Region pointing data
-------

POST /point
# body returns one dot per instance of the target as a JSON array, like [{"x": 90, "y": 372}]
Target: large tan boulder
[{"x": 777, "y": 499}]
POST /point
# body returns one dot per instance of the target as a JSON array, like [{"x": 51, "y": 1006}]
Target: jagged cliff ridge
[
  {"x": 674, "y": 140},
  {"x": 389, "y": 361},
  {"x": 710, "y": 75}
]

-------

— WHAT IS REQUIRED —
Copy out all lines above that include the string "body".

— EXERCISE OUTPUT —
# body returns one dot per instance of the target as a JSON array, like [{"x": 90, "y": 372}]
# body returns one dot per instance of the target as a JSON array, like [{"x": 51, "y": 1006}]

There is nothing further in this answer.